A despeito de tudo isso, no dia 1º de março de 2016 foi decretada a prisão de Diego Jorge Dzodan, vice-presidente do Facebook na América Latina (o Facebook é o dono do WhatsApp) motivada pelo descumprimento da ordem judicial que determinou a disponibilização do conteúdo das conversas entre usuários suspeitos de combinar e cometer crimes utilizando o aplicativo. Antes da prisão de Dzodan, a multa foi elevada ao patamar extravagante de um milhão de reais por dia.
O ambiente jurídico-digital está conturbado pela ausência de domínio dos legisladores sobre o funcionamento da rede, falta de consenso entre profissionais da área, excesso de lobby defendendo interesses privados e incoerência na leitura da legislação sobre o tema por inexperiência dos aplicadores do direito na matéria – afinal, o Judiciário pode usar a coerção a serviço do direito, mas certamente não deveria fazê-lo para punir a parte por ter causado uma ranhura em seu ego.
Oportuno parafrasear a citação que encerra a petição da Apple no caso San Bernardino:
“Quase 90 anos atrás, o Justice Louis Brandeis, refletindo sobre o ‘progresso da ciência’ para além da escuta telefônica famosamente advertiu que ‘os maiores riscos espreitam a liberdade no ataque traiçoeiro por homens zelosos, bem-intencionados, mas sem compreensão’” .

**CONJUNTO DE TAREFAS**
**A)** Segundo o texto apresentado, que cargo Diego Jorge Dzodan ocupava quando teve a prisão decretada?
**B)** Selecione, nas entradas abaixo, cada linha em que aparece a palavra "shadow".

**ENTRADAS DO EXERCÍCIO**
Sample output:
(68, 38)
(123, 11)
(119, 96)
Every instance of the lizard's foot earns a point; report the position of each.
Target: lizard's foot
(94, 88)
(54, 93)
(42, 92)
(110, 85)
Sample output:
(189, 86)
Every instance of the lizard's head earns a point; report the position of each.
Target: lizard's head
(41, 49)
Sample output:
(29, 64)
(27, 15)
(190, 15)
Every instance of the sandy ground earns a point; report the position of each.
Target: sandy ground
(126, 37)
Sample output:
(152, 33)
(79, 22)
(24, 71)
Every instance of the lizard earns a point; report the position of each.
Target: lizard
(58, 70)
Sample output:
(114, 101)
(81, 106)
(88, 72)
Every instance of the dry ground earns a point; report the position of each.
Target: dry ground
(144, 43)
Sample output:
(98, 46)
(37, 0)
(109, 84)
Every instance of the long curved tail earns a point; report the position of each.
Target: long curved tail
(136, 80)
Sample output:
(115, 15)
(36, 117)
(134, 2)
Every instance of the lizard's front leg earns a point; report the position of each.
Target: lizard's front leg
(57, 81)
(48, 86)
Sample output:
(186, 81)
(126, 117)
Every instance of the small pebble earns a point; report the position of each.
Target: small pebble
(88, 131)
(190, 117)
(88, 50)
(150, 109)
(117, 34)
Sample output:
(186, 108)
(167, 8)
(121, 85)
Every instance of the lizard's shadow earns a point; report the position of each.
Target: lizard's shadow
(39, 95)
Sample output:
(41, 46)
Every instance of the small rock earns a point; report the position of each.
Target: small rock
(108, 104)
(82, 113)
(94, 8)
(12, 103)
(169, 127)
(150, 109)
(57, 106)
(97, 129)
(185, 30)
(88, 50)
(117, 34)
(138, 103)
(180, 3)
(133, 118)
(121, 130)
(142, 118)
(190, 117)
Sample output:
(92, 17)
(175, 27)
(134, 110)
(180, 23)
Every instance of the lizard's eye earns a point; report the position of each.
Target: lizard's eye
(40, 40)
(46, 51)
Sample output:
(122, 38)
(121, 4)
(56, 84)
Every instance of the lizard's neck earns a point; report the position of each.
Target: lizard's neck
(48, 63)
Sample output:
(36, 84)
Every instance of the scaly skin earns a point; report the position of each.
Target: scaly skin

**RESPOSTAS**
**A)** Vice-presidente do Facebook na América Latina.

**B)**
Every instance of the lizard's shadow earns a point; report the position of each.
Target: lizard's shadow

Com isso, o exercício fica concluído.